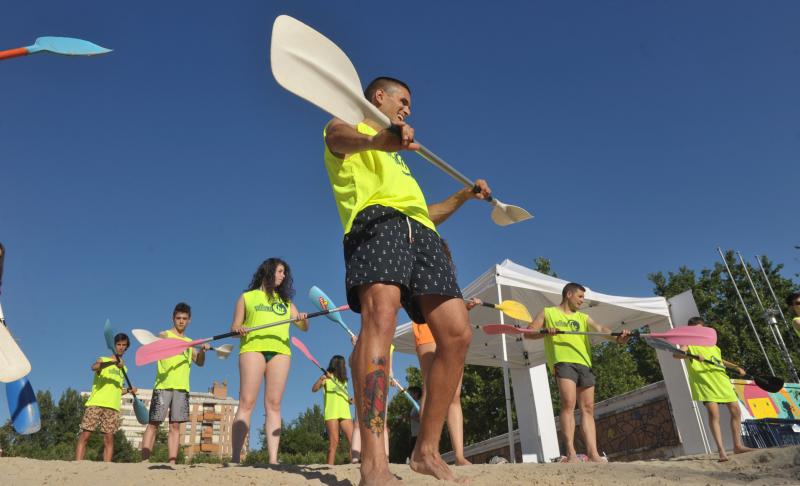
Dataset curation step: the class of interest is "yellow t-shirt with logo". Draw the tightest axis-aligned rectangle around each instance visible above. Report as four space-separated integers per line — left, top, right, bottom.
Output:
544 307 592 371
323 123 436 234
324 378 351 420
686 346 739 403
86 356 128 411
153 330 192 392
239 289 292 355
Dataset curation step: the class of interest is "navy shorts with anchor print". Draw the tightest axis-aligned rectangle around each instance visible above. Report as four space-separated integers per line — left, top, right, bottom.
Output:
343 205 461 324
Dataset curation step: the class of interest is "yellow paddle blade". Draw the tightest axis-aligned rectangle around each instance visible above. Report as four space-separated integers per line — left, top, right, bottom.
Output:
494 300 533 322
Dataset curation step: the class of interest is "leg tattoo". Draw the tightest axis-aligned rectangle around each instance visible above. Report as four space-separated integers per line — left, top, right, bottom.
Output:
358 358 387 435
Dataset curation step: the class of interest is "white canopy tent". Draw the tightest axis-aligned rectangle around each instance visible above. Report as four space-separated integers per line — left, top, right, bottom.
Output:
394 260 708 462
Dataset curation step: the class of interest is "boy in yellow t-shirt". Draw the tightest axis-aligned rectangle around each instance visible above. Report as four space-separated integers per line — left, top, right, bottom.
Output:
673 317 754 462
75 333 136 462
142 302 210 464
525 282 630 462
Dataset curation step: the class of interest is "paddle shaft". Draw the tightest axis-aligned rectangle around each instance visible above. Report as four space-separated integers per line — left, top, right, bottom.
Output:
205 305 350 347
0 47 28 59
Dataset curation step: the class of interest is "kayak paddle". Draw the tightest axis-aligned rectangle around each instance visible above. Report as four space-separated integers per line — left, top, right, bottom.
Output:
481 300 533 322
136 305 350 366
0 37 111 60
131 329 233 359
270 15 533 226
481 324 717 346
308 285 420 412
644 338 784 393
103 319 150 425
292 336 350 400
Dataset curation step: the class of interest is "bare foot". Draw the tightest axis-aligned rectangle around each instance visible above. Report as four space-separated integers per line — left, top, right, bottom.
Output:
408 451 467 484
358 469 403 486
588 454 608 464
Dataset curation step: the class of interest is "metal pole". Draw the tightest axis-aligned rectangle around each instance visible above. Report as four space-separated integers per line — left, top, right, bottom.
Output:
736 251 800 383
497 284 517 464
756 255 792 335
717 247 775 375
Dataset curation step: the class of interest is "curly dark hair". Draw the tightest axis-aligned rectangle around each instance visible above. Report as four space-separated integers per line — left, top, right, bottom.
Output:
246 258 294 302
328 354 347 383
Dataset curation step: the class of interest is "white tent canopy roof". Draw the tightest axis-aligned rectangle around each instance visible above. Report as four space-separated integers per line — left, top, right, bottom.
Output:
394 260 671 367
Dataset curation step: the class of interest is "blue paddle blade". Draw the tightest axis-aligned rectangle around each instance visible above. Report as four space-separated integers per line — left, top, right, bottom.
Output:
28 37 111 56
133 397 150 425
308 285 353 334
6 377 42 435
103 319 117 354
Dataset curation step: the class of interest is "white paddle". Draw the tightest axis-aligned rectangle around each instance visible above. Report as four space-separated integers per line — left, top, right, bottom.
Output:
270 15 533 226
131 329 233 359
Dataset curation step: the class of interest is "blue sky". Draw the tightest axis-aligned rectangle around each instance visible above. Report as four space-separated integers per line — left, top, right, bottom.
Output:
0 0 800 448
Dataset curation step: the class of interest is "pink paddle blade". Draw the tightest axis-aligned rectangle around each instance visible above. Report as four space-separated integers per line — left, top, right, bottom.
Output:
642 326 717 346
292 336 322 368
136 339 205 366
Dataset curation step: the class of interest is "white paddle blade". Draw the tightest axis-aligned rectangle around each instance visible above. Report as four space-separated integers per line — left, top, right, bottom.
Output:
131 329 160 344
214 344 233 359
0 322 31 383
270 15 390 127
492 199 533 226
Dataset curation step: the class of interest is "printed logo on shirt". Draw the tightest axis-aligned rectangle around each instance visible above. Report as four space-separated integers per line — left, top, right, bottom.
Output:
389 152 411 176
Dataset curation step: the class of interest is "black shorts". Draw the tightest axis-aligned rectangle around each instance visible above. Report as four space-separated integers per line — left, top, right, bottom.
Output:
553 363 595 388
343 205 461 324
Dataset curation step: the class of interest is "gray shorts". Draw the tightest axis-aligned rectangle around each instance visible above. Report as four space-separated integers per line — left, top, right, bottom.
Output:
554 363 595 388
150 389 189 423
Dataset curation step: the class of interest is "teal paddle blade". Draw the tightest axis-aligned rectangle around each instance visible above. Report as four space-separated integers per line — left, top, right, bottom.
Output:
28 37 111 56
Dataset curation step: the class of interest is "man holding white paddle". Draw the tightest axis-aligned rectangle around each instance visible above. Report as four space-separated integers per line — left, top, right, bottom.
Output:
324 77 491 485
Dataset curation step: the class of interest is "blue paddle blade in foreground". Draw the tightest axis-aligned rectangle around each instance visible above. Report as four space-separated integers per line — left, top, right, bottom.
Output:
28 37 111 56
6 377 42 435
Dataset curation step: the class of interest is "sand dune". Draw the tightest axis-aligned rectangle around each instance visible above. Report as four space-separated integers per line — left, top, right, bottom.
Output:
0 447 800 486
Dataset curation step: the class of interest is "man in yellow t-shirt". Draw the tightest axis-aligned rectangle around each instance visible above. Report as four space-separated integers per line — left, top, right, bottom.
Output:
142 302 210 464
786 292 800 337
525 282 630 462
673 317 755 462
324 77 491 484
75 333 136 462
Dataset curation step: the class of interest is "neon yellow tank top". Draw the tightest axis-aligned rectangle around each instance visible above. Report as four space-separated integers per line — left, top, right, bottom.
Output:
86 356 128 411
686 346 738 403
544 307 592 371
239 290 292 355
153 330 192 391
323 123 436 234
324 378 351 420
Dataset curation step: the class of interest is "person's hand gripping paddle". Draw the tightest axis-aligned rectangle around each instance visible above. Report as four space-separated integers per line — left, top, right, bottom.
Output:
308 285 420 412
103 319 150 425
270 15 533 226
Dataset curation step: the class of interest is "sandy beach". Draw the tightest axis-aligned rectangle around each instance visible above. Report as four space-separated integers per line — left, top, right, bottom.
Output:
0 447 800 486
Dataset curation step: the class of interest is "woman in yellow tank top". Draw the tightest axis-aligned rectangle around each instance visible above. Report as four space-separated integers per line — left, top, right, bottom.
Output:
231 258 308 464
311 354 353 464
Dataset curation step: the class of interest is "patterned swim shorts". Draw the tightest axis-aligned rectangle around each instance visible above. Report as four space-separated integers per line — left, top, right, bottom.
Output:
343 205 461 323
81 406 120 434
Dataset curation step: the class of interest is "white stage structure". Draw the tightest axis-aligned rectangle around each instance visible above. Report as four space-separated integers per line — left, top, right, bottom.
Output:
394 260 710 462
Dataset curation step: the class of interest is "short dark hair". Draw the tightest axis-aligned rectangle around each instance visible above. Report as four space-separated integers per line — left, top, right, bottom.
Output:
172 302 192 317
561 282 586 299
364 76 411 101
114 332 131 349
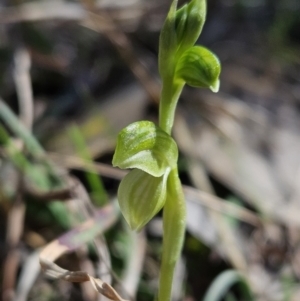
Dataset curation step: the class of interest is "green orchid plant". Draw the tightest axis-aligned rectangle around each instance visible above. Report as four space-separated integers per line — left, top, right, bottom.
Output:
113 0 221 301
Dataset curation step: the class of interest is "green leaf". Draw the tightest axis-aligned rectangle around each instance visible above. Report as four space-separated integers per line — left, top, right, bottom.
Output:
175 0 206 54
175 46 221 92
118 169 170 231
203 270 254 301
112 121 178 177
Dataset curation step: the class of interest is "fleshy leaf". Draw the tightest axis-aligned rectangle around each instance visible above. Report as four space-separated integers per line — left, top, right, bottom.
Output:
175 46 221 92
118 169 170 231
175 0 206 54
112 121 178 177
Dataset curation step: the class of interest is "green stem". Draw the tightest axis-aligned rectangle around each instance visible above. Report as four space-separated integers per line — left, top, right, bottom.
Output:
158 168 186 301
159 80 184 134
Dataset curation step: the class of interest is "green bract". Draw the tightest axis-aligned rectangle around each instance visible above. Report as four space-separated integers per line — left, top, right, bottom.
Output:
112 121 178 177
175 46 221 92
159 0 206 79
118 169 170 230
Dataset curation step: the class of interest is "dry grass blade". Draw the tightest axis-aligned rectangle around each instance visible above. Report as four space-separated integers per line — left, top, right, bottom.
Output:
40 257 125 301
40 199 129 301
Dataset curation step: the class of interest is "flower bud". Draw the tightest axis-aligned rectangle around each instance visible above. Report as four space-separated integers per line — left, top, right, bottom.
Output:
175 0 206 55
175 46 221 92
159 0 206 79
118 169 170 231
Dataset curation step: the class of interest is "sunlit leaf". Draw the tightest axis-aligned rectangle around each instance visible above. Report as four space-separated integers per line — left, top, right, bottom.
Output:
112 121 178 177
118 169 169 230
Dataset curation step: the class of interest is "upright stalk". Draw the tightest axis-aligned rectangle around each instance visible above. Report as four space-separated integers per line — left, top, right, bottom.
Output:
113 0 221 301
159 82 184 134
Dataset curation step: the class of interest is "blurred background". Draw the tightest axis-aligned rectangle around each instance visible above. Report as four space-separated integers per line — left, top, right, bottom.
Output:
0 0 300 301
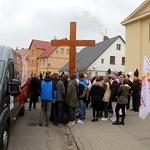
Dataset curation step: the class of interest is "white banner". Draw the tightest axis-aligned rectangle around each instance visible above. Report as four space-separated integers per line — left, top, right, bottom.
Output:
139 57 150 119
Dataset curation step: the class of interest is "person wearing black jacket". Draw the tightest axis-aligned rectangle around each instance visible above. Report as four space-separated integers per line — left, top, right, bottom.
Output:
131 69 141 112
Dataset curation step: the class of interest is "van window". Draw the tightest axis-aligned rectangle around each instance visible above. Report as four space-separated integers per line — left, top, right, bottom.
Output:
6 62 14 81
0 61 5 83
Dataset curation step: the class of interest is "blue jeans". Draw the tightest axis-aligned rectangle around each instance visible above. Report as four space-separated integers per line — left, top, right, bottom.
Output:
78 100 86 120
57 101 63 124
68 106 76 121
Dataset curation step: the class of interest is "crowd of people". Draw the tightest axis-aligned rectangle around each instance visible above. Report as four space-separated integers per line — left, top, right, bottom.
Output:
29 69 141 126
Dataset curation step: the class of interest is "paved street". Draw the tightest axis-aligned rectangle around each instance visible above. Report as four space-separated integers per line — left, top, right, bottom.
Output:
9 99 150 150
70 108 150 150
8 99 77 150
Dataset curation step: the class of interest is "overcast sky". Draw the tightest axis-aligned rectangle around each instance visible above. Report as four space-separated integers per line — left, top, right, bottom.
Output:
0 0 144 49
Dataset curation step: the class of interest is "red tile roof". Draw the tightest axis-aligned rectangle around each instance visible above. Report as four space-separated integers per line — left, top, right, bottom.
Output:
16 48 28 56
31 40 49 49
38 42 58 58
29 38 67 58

What to work on:
Update the records from their start through the line holding "494 300 533 322", inclusive, swapping "Dataset curation step" for "Labeling step" and leaving everything else as it is. Omit the picture from what you return.

Exercise result:
Labeling step: the class of interest is "yellow t-shirt with logo". Draw the tightest axis-aligned rectangle around each instance visible above. Report as four space-separated integers per line — left, top, right, bottom.
Output:
544 307 592 371
323 123 436 234
324 378 351 420
686 346 739 403
86 356 128 411
153 330 192 392
239 289 292 355
Labeling step: the class of interest is "navy shorts with anchor print". Draw the tightest axis-aligned rectangle around each instance visible above. Report as four space-separated integers per line — left, top, right, bottom.
Output:
343 205 461 324
Labeling step: the class of interest is "yellow paddle blade". Draw the tightest axis-aligned rectangle around each instance visible above. Report as four space-separated integers per line — left, top, right, bottom.
Output:
494 300 533 322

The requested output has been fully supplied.